**WORK TO BE COMPLETED**
Can you convert the data, from its start through the line containing "positive clicks: (363, 175)", into a JSON list of strings with one string per line, skipping blank lines and leaving out the pictures?

Extracted records:
************
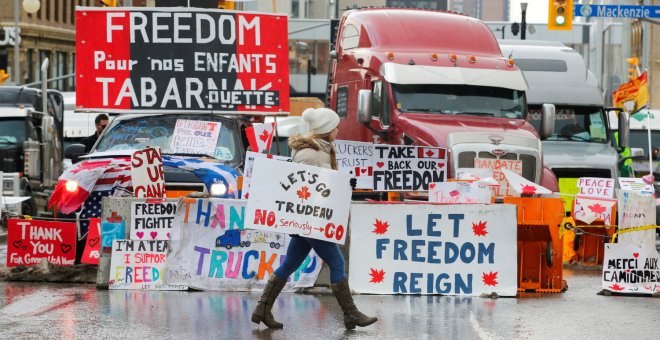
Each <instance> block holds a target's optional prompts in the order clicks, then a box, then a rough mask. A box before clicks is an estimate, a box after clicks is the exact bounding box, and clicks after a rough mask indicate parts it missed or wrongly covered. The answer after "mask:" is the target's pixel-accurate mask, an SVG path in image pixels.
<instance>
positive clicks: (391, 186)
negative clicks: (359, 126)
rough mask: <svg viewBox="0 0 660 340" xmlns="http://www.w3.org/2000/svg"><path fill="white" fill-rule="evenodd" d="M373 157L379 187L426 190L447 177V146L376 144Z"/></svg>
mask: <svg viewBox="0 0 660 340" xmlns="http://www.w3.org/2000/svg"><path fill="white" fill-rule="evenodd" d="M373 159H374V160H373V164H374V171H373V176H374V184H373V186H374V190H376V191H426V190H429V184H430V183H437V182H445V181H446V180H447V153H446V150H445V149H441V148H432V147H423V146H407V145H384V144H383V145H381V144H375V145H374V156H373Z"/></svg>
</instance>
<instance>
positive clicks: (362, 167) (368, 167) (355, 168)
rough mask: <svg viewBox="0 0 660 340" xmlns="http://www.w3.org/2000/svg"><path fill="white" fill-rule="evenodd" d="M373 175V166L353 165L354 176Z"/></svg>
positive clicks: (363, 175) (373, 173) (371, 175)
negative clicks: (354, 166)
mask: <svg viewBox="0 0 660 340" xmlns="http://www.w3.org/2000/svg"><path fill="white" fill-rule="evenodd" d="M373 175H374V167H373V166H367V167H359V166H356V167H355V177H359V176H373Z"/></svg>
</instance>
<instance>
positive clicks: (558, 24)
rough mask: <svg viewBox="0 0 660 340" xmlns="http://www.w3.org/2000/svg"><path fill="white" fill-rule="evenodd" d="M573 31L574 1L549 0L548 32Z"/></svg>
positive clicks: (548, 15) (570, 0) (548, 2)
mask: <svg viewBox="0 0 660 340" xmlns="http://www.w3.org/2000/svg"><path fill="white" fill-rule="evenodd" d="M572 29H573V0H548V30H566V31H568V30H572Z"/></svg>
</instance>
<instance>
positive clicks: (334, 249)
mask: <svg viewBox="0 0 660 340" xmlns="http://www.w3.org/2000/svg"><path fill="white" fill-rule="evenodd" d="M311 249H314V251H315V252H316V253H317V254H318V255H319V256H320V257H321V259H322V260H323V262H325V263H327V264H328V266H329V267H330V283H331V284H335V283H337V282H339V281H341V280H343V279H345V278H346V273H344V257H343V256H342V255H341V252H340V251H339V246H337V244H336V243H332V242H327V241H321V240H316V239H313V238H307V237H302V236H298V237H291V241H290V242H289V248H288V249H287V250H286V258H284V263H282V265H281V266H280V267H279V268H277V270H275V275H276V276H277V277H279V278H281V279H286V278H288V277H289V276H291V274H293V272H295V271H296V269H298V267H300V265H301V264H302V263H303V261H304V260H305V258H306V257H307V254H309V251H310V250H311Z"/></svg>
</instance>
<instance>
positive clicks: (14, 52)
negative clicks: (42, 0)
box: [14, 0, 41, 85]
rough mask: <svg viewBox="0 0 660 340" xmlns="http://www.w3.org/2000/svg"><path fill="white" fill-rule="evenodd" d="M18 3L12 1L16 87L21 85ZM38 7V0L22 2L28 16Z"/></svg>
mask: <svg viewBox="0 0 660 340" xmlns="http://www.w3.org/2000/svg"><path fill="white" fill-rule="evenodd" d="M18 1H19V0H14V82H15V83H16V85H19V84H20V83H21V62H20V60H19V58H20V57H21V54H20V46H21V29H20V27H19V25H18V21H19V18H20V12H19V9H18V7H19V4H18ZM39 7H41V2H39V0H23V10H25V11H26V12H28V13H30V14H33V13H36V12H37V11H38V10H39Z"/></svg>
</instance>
************
**OUTPUT FOR THIS TASK**
[
  "Each <instance> block holds a target's optional prompts in the order clicks, then a box, then a rough mask. A box before clicks is an estimate, a box after clicks is the exact bounding box, and clicks after a rough mask indicate parts it missed or wrongly covered. The answer after \"mask:\" is the target's pixel-accurate mask, an SVG path in image pixels.",
  "<instance>",
  "positive clicks: (391, 186)",
  "negative clicks: (359, 126)",
  "rough mask: <svg viewBox=\"0 0 660 340\" xmlns=\"http://www.w3.org/2000/svg\"><path fill=\"white\" fill-rule=\"evenodd\" d=\"M373 157L379 187L426 190L447 177V146L376 144Z\"/></svg>",
  "mask: <svg viewBox=\"0 0 660 340\" xmlns=\"http://www.w3.org/2000/svg\"><path fill=\"white\" fill-rule=\"evenodd\" d=\"M373 159H374V160H373V164H374V171H373V176H374V184H373V186H374V190H376V191H426V190H429V184H430V183H437V182H445V181H446V180H447V153H446V150H445V149H441V148H432V147H423V146H407V145H384V144H383V145H381V144H375V145H374V156H373Z\"/></svg>",
  "</instance>",
  "<instance>",
  "positive clicks: (362, 167) (368, 167) (355, 168)",
  "rough mask: <svg viewBox=\"0 0 660 340\" xmlns=\"http://www.w3.org/2000/svg\"><path fill=\"white\" fill-rule=\"evenodd\" d=\"M373 175V166L353 165L354 176Z\"/></svg>",
  "positive clicks: (363, 175) (373, 173) (371, 175)"
]